# Bigsby B7 troubles



## Adcandour (Apr 21, 2013)

So, the Bigsby I bought for my Warmoth Les Paul style body sits way too close to the bridge, since the warmoth LPs are a 25.5 scale.

Is it possible to just cut the ass end off the bigsby B7, drill some new holes into it and then screw it where I need it, so it'll work?


----------



## GTmaker (Apr 24, 2006)

my first thought is for you to sell/trade the B7 for a shorter Bigsby ....plenty of shorter styles available.

My B7 seems to fit me Les Paul tribute with no problem...is yours that much different?

G.


----------



## Adcandour (Apr 21, 2013)

That's odd. That would work just fine. You can see the differences in my pic. IT's a B7 'CT'. I didn't think the CT meant anything, but maybe it does.

How is the action on that guitar? 



- - - Updated - - -

I just checked out bigsby's site and mine looks like a regular B7. Yours actually looks like a B3, so perhaps I'll grab one of those. I wonder what the advantages/disadvantages are to have the extra material.


----------



## GTmaker (Apr 24, 2006)

adcandour said:


> That's odd. That would work just fine. You can see the differences in my pic. IT's a B7 'CT'. I didn't think the CT meant anything, but maybe it does.
> 
> How is the action on that guitar?
> 
> ...


sorry ....sorry....sorry ...
just looked at the box and mine is definitely a B3 model...

My LP 60's tribute has the best action and neck profile that fits my style...
I am also impressed how very little the bigsby effects tuning...its very stable and playable.
I'm very happy with the bigsby install...

by the way.... if you remove the original stop tail like I did, remember that you'll have to ground the bigsby....

keep on rockin

G.


----------

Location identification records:
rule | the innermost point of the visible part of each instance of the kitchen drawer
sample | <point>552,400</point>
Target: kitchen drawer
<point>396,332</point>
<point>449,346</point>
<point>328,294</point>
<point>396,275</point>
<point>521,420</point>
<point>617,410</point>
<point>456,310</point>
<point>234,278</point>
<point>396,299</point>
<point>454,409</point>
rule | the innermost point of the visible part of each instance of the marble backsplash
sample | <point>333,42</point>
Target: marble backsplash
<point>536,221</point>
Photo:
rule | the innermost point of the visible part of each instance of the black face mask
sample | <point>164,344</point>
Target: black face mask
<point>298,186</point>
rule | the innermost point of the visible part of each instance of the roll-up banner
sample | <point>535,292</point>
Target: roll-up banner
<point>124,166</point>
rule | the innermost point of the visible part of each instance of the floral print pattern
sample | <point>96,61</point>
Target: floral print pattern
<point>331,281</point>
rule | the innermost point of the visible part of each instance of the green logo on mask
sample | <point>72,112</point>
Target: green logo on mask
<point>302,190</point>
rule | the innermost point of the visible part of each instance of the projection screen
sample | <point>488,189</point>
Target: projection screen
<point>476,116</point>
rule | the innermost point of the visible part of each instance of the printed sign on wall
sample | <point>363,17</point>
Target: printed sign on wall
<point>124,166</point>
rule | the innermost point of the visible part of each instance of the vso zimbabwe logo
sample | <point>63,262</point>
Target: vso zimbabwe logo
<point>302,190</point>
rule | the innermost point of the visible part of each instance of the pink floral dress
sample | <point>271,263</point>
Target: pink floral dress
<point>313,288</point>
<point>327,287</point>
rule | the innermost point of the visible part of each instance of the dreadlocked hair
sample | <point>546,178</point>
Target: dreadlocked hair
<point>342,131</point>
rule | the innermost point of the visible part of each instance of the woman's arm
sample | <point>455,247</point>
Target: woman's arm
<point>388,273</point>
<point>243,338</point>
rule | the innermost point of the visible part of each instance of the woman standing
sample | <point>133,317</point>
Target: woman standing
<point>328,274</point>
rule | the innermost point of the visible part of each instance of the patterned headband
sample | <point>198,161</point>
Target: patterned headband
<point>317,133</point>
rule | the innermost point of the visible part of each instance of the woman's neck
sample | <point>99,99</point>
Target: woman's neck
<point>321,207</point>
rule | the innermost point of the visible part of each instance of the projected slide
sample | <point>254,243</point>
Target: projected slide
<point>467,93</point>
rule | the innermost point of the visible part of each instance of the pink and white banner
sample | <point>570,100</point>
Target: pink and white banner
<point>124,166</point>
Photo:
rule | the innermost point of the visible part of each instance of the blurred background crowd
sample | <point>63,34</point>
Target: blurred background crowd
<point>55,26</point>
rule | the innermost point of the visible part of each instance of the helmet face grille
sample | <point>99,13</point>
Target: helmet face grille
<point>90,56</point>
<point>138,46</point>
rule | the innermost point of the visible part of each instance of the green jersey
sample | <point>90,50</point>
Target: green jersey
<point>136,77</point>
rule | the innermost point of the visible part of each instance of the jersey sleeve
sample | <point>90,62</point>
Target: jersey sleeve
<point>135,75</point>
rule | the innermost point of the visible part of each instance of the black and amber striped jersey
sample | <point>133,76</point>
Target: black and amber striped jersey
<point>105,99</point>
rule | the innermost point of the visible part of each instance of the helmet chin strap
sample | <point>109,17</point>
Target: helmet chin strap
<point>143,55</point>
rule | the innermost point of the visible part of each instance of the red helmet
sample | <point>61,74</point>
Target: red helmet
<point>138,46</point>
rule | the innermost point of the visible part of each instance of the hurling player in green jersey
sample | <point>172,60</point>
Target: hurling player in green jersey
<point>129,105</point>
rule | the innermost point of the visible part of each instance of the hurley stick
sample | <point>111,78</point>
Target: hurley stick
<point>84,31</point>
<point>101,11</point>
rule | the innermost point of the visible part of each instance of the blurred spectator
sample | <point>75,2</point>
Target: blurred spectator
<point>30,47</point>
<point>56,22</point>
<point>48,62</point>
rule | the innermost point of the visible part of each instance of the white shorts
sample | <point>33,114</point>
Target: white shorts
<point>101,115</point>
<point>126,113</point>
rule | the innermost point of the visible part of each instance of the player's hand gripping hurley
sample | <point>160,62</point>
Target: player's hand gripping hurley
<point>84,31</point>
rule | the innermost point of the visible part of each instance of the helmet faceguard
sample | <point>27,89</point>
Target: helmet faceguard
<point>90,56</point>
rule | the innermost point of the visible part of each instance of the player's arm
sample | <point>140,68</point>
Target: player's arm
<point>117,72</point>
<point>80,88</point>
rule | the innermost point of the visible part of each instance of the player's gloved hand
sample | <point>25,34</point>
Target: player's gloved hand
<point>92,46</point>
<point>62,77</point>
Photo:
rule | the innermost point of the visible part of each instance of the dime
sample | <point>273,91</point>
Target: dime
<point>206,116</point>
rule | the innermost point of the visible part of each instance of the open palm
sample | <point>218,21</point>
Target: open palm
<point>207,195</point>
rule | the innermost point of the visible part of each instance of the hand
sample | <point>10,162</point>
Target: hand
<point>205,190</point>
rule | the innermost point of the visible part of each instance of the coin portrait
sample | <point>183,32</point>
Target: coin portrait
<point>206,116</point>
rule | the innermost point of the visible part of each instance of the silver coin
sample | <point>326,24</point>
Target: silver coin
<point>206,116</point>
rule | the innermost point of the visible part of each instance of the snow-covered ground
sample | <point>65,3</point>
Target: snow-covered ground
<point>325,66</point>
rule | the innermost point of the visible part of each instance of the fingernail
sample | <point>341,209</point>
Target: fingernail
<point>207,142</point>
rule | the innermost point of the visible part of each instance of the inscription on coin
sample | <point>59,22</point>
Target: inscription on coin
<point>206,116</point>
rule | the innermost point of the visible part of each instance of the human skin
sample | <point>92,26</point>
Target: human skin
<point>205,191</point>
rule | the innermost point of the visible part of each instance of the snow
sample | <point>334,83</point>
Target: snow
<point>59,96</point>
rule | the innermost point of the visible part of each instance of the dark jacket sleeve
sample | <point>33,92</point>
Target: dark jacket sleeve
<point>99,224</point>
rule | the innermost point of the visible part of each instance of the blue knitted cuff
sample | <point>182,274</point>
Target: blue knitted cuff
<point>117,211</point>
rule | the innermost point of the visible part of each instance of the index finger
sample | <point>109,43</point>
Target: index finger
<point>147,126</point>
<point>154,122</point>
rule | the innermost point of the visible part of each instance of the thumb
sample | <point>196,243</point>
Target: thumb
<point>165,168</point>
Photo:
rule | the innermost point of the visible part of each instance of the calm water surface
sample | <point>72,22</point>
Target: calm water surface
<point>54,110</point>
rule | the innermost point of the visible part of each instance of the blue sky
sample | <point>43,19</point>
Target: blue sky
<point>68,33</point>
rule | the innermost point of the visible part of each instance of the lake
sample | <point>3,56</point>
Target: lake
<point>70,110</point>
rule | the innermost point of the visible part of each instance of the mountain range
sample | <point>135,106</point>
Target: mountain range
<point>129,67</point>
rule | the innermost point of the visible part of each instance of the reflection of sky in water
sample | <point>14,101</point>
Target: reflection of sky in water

### WHAT IS ASKED
[A] Answer these questions using the Bigsby thread.
(i) What scale are the Warmoth LP bodies said to be?
(ii) What model does the box show for GTmaker's Bigsby?
(iii) What must be done to the Bigsby if the original stop tail is removed?
[B] According to the Bigsby thread, why does the Bigsby bought for the Warmoth body sit too close to the bridge? Answer in one or two sentences.
[C] Rewrite the part of the Bigsby thread from "sorry ....sorry....sorry ..." to "fits my style...", changing "definitely" to "certainly".
The records were taken from a different source than the Bigsby thread.

### EXPECTED RESULTS
[A]
(i) 25.5 scale.
(ii) A B3 model.
(iii) The Bigsby has to be grounded.

[B] The Bigsby sits too close to the bridge because Warmoth LP-style bodies are a 25.5 scale.

[C]
sorry ....sorry....sorry ...
just looked at the box and mine is certainly a B3 model...

My LP 60's tribute has the best action and neck profile that fits my style...